→ WHAT THIS TASK INVOLVES: Write out the entries exactly, pictures excluded.

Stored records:
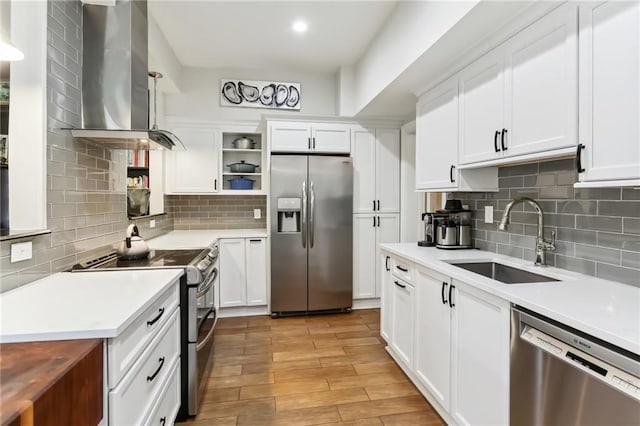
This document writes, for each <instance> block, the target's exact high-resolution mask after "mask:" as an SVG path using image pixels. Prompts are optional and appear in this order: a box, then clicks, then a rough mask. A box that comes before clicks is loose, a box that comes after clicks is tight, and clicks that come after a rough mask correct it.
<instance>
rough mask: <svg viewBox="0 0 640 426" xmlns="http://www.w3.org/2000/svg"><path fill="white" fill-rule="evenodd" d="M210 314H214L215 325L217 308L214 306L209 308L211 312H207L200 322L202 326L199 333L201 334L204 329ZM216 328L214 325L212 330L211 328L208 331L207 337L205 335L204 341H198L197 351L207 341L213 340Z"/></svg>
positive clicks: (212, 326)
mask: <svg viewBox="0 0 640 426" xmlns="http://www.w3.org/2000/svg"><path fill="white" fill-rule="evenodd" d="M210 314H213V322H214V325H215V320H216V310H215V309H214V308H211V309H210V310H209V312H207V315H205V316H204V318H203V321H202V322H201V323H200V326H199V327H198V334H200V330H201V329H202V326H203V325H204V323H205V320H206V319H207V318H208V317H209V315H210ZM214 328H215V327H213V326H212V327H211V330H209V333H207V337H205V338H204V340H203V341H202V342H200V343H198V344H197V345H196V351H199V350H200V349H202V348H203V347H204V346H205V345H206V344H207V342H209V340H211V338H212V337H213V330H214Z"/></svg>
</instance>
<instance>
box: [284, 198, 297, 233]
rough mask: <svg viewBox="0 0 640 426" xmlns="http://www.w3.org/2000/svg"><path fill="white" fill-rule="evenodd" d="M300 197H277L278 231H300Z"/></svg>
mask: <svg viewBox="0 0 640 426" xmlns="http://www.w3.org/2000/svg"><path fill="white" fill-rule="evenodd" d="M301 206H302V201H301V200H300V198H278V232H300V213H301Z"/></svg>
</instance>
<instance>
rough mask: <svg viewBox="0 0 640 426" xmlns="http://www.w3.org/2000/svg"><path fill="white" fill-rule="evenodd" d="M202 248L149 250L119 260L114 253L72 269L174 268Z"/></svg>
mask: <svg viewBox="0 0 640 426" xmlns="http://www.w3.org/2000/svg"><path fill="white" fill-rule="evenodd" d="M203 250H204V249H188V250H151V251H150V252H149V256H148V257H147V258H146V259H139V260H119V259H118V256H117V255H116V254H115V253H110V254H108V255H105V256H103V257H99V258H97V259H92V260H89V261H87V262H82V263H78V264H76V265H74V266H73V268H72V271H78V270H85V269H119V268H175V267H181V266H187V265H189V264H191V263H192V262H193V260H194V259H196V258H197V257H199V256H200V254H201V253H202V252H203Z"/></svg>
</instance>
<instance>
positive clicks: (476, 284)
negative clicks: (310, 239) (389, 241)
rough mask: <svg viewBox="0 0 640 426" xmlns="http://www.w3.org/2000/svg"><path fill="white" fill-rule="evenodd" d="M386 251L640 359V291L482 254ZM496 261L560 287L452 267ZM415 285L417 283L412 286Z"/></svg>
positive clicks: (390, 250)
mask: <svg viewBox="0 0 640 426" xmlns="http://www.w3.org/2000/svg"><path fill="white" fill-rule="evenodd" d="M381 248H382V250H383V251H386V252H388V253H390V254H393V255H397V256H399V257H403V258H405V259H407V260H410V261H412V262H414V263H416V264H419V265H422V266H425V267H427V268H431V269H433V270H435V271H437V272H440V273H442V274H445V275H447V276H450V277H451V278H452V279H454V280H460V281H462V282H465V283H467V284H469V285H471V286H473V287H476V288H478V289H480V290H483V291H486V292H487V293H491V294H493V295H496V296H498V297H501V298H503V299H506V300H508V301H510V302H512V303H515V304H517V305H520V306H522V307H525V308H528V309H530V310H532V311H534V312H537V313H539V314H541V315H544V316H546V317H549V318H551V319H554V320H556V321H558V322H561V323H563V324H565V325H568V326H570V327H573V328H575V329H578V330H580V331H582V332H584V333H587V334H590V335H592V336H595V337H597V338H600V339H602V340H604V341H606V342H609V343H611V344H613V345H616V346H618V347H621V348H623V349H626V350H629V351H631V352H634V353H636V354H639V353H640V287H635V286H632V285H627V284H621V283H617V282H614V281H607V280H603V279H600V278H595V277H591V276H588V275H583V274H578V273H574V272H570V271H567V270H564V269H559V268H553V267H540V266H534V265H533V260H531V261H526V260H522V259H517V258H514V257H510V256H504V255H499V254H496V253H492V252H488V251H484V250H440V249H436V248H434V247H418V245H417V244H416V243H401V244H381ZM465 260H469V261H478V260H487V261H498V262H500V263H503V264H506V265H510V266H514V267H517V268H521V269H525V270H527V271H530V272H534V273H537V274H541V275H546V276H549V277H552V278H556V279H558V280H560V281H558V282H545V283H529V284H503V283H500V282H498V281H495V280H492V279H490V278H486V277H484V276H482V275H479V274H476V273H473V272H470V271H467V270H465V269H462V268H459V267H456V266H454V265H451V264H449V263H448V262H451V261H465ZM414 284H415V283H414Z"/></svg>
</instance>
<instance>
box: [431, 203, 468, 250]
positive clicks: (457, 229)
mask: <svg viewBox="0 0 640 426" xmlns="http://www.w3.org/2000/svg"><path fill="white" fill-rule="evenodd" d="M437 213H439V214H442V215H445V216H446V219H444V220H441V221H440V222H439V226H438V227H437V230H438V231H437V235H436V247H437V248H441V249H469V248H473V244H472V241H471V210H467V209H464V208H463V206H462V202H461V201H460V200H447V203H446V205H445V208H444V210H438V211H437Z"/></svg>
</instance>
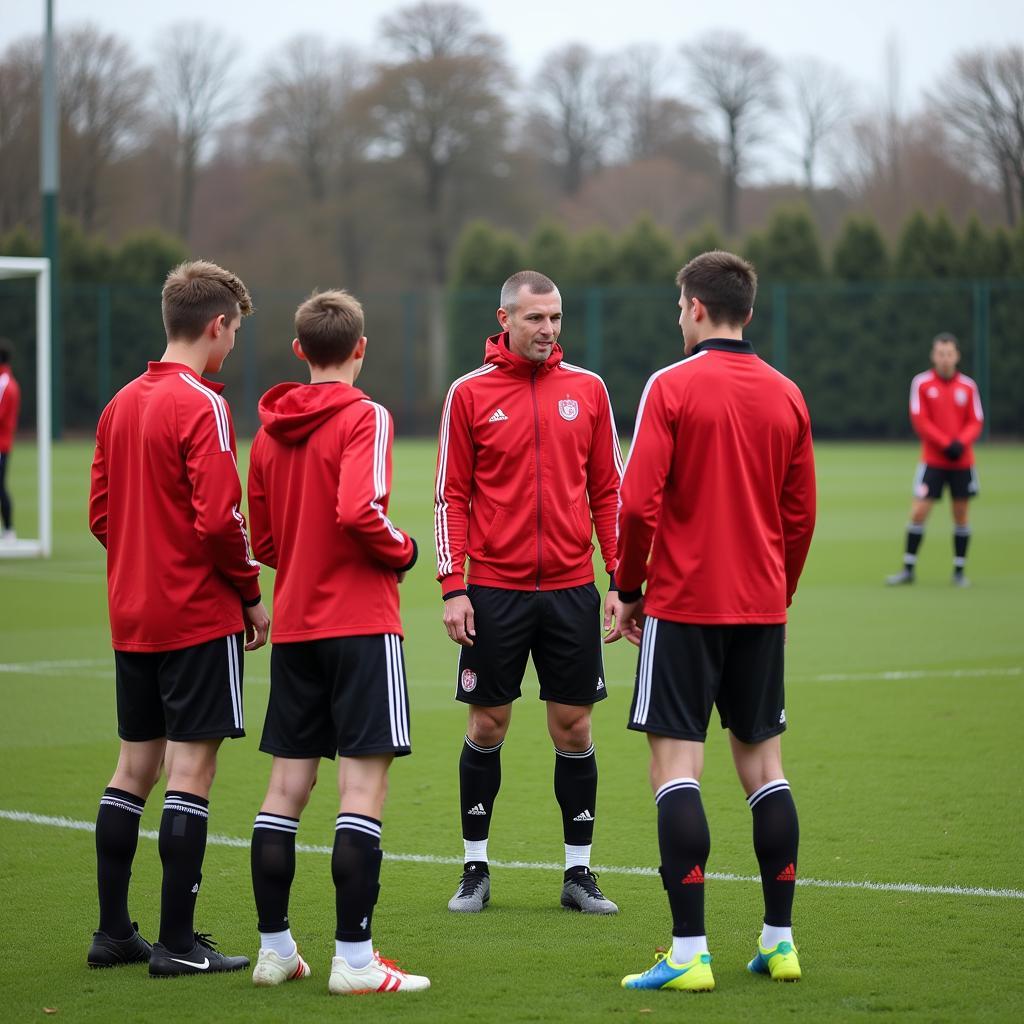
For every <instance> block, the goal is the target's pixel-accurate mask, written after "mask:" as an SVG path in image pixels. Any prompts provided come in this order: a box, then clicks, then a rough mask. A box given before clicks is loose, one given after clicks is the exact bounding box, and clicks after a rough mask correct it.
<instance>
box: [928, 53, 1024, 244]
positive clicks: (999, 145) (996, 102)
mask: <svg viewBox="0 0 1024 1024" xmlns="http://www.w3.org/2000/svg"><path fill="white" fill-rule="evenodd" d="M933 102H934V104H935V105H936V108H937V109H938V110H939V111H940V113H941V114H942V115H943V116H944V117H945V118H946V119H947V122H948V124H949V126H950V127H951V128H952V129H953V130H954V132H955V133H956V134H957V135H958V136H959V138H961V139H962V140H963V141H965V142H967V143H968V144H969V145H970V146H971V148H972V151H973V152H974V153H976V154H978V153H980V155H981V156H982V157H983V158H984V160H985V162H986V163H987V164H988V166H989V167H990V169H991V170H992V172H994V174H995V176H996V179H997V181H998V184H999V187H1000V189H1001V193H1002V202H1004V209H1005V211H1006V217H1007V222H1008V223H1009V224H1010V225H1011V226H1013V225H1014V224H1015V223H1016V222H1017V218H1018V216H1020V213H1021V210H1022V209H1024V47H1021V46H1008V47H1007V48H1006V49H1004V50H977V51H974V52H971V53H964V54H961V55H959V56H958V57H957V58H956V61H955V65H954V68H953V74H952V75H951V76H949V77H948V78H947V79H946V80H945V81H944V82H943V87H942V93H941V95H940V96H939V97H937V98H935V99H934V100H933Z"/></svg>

→ ANSWER BOX:
This document writes, for each <instance> block, the target's exact high-resolution mask after "mask:" as an SVG path using image pixels. Prompts are optional and appear in this order: a box, then clicks, then a rough mask. A box that comes before clicks is loose, a box that comes after clicks is tight, and clicks that come after a rough mask correct it.
<instance>
rough mask: <svg viewBox="0 0 640 426" xmlns="http://www.w3.org/2000/svg"><path fill="white" fill-rule="evenodd" d="M210 314H214L215 325L217 308L214 306L209 308L211 312H207L200 322L202 326L199 333L201 334L204 329ZM216 328L214 325L212 330L211 328L208 331L207 337L205 335L204 341H198L197 351L207 341L213 340Z"/></svg>
positive clicks: (212, 326)
mask: <svg viewBox="0 0 640 426" xmlns="http://www.w3.org/2000/svg"><path fill="white" fill-rule="evenodd" d="M210 314H213V322H214V325H215V320H216V310H215V309H214V308H211V309H210V310H209V312H207V315H205V316H204V318H203V321H202V322H201V323H200V326H199V327H198V334H200V330H201V329H202V326H203V325H204V323H205V320H206V319H207V318H208V317H209V315H210ZM214 328H215V327H213V326H212V327H211V330H209V333H207V337H205V338H204V340H203V341H202V342H200V343H198V344H197V345H196V351H199V350H200V349H202V348H203V347H204V346H205V345H206V344H207V342H209V340H211V338H212V337H213V330H214Z"/></svg>
</instance>
<instance>
box: [284, 198, 297, 233]
rough mask: <svg viewBox="0 0 640 426" xmlns="http://www.w3.org/2000/svg"><path fill="white" fill-rule="evenodd" d="M300 197H277L278 231H300Z"/></svg>
mask: <svg viewBox="0 0 640 426" xmlns="http://www.w3.org/2000/svg"><path fill="white" fill-rule="evenodd" d="M301 206H302V201H301V200H300V198H278V232H300V213H301Z"/></svg>
</instance>
<instance>
rough mask: <svg viewBox="0 0 640 426" xmlns="http://www.w3.org/2000/svg"><path fill="white" fill-rule="evenodd" d="M202 248L149 250L119 260L114 253L72 269L174 268Z"/></svg>
mask: <svg viewBox="0 0 640 426" xmlns="http://www.w3.org/2000/svg"><path fill="white" fill-rule="evenodd" d="M203 250H204V249H188V250H151V251H150V252H149V256H148V257H147V258H146V259H139V260H119V259H118V256H117V255H116V254H115V253H110V254H108V255H105V256H103V257H99V258H97V259H92V260H89V261H87V262H82V263H78V264H76V265H74V266H73V268H72V271H78V270H85V269H119V268H175V267H181V266H187V265H189V264H191V263H192V262H193V260H194V259H196V258H197V257H199V256H200V254H201V253H202V252H203Z"/></svg>
</instance>
<instance>
positive clicks: (476, 284)
negative clicks: (310, 239) (389, 241)
rough mask: <svg viewBox="0 0 640 426" xmlns="http://www.w3.org/2000/svg"><path fill="white" fill-rule="evenodd" d="M386 251L640 359V291L482 254ZM496 261L560 287L452 267ZM415 285L417 283L412 286Z"/></svg>
positive clicks: (390, 250)
mask: <svg viewBox="0 0 640 426" xmlns="http://www.w3.org/2000/svg"><path fill="white" fill-rule="evenodd" d="M381 248H382V250H383V251H386V252H388V253H390V254H393V255H397V256H399V257H403V258H405V259H407V260H410V261H412V262H414V263H416V264H419V265H422V266H425V267H427V268H431V269H433V270H435V271H437V272H440V273H442V274H445V275H447V276H450V277H451V278H452V279H454V280H460V281H462V282H465V283H467V284H469V285H471V286H473V287H476V288H478V289H480V290H483V291H486V292H487V293H491V294H493V295H496V296H498V297H501V298H503V299H506V300H508V301H510V302H512V303H515V304H517V305H520V306H522V307H525V308H528V309H530V310H532V311H534V312H537V313H539V314H541V315H544V316H546V317H549V318H551V319H554V320H556V321H558V322H561V323H563V324H565V325H568V326H570V327H573V328H575V329H578V330H580V331H582V332H584V333H587V334H590V335H592V336H595V337H597V338H600V339H602V340H604V341H606V342H609V343H611V344H613V345H616V346H618V347H621V348H623V349H626V350H629V351H631V352H634V353H636V354H639V353H640V287H635V286H632V285H627V284H621V283H617V282H614V281H607V280H603V279H600V278H595V277H591V276H588V275H583V274H578V273H574V272H570V271H567V270H564V269H559V268H553V267H540V266H534V265H533V260H531V261H526V260H522V259H517V258H514V257H510V256H504V255H499V254H496V253H492V252H488V251H484V250H440V249H436V248H434V247H418V245H417V244H416V243H401V244H381ZM465 260H469V261H478V260H487V261H498V262H500V263H503V264H506V265H510V266H514V267H517V268H521V269H525V270H527V271H530V272H534V273H537V274H541V275H546V276H549V277H552V278H556V279H558V280H560V281H558V282H545V283H529V284H503V283H500V282H498V281H495V280H492V279H490V278H486V277H484V276H482V275H479V274H476V273H473V272H470V271H467V270H465V269H462V268H459V267H456V266H454V265H451V264H449V263H448V262H451V261H465ZM414 284H415V283H414Z"/></svg>
</instance>
<instance>
box: [431, 203, 468, 250]
positive clicks: (457, 229)
mask: <svg viewBox="0 0 640 426" xmlns="http://www.w3.org/2000/svg"><path fill="white" fill-rule="evenodd" d="M437 213H439V214H442V215H445V216H446V219H444V220H441V221H440V222H439V226H438V227H437V230H438V231H437V235H436V247H437V248H441V249H469V248H473V244H472V241H471V210H467V209H464V208H463V206H462V202H461V201H460V200H447V203H446V205H445V208H444V210H438V211H437Z"/></svg>
</instance>
For every <instance> block, the goal is the target's pixel-accurate mask, written after "mask:" as an SVG path in image pixels. Any prompts provided come in this order: a box, then clicks, then a rough mask. A box given before clicks is loose, one given after clicks is the exact bounding box, and clicks after a rough mask correct it.
<instance>
box: [928, 53, 1024, 244]
positive clicks: (999, 145) (996, 102)
mask: <svg viewBox="0 0 1024 1024" xmlns="http://www.w3.org/2000/svg"><path fill="white" fill-rule="evenodd" d="M933 102H934V104H935V105H936V108H937V109H938V110H939V111H940V113H941V114H942V115H943V116H944V117H945V118H946V119H947V122H948V124H949V126H950V127H951V128H952V129H953V130H954V132H955V133H956V134H957V135H958V136H959V138H961V139H962V140H963V141H965V142H967V143H968V144H969V145H970V146H971V148H972V151H973V152H974V153H976V154H978V153H980V155H981V156H982V157H983V158H984V160H985V162H986V163H987V164H988V166H989V167H990V169H991V170H992V172H994V174H995V176H996V179H997V181H998V184H999V187H1000V189H1001V193H1002V202H1004V209H1005V211H1006V217H1007V222H1008V223H1009V224H1010V225H1011V226H1013V225H1014V224H1015V223H1016V222H1017V218H1018V216H1020V213H1021V210H1022V209H1024V47H1021V46H1008V47H1007V48H1006V49H1004V50H977V51H974V52H971V53H964V54H961V55H959V56H958V57H957V58H956V61H955V65H954V68H953V74H952V75H951V76H949V77H948V78H947V79H946V80H945V81H944V82H943V87H942V93H941V95H940V96H939V97H937V98H935V99H934V100H933Z"/></svg>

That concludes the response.